→ WHAT YOU NEED TO DO:
List every line of the rows below that contains the word "Keep", and copy each of those lines in full.

_ _ _

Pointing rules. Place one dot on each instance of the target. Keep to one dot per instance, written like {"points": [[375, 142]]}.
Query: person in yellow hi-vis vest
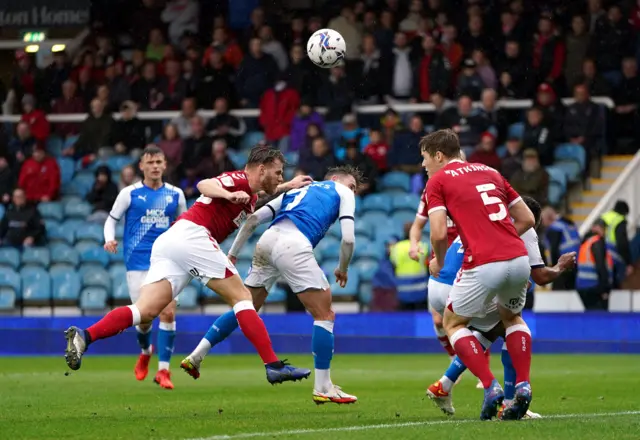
{"points": [[412, 276]]}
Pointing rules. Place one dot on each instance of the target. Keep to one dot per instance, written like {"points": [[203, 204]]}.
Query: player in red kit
{"points": [[495, 264], [189, 249]]}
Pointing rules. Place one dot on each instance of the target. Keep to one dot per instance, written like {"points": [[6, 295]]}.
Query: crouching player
{"points": [[490, 328], [300, 219]]}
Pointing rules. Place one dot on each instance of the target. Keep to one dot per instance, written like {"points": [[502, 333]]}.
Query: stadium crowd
{"points": [[448, 53]]}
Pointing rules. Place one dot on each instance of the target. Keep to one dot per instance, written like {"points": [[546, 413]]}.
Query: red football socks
{"points": [[255, 331], [470, 350], [518, 341]]}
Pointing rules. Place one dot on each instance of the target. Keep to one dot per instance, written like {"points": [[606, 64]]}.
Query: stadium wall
{"points": [[355, 333]]}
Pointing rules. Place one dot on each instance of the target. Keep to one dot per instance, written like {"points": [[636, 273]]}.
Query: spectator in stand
{"points": [[155, 48], [217, 80], [590, 77], [127, 177], [226, 126], [228, 48], [484, 69], [513, 72], [377, 150], [171, 146], [335, 93], [273, 47], [184, 121], [306, 116], [182, 16], [36, 119], [577, 43], [548, 53], [56, 74], [486, 152], [68, 103], [627, 98], [365, 164], [512, 161], [466, 122], [278, 107], [256, 75], [103, 195], [319, 161], [128, 132], [196, 148], [40, 177], [21, 146], [217, 162], [146, 91], [7, 180], [531, 180], [94, 134], [21, 225], [400, 76], [469, 81], [348, 27], [584, 123], [612, 41], [539, 136], [432, 74]]}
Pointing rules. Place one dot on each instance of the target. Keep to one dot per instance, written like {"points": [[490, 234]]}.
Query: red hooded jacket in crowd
{"points": [[40, 179], [277, 110], [38, 123]]}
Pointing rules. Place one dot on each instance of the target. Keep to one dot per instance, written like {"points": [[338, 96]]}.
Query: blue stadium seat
{"points": [[64, 254], [95, 255], [66, 285], [67, 168], [91, 231], [396, 180], [10, 279], [9, 258], [376, 203], [351, 289], [51, 210], [408, 202], [93, 298], [78, 210], [36, 284], [250, 139], [188, 298], [37, 256], [7, 299], [95, 277], [516, 130], [366, 268]]}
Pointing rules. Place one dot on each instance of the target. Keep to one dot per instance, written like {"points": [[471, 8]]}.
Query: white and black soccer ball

_ _ _

→ EXERCISE OUTPUT:
Pointing rules. Place one dot on each instance of the target. Keep to one dot per instance, written like {"points": [[375, 142]]}.
Pointing rules. Place one dot on each instance of the target. Keep to one dot per instance, written like {"points": [[203, 204]]}.
Pointing rules. Place one dot on each instance of the target. Keep to one dot per instance, written like {"points": [[6, 295]]}.
Pointing rules. Place one dot on each instance of the target. Keep to one dot per instance, written like {"points": [[502, 333]]}.
Pointing rules. Place one dot on each instance of the target. Keep to one dot per instance, written like {"points": [[546, 413]]}.
Pointing rules. Place one dot on each instance of the target. Keep to one dot per instance, written like {"points": [[606, 64]]}.
Pointing rules. Place one dot on each instance of the target. Keep to one dot per instance, written like {"points": [[636, 273]]}.
Pointing rules. Place one dot on each instance of the target. Keep to one dot per instance, written like {"points": [[490, 234]]}.
Pointing rules. Place one dot on each instance of the target. Keep to one dot per instance, written like {"points": [[338, 96]]}.
Pointing rules. Place one dot on each instance of the target. Keep to one dot per instance, written like {"points": [[471, 8]]}.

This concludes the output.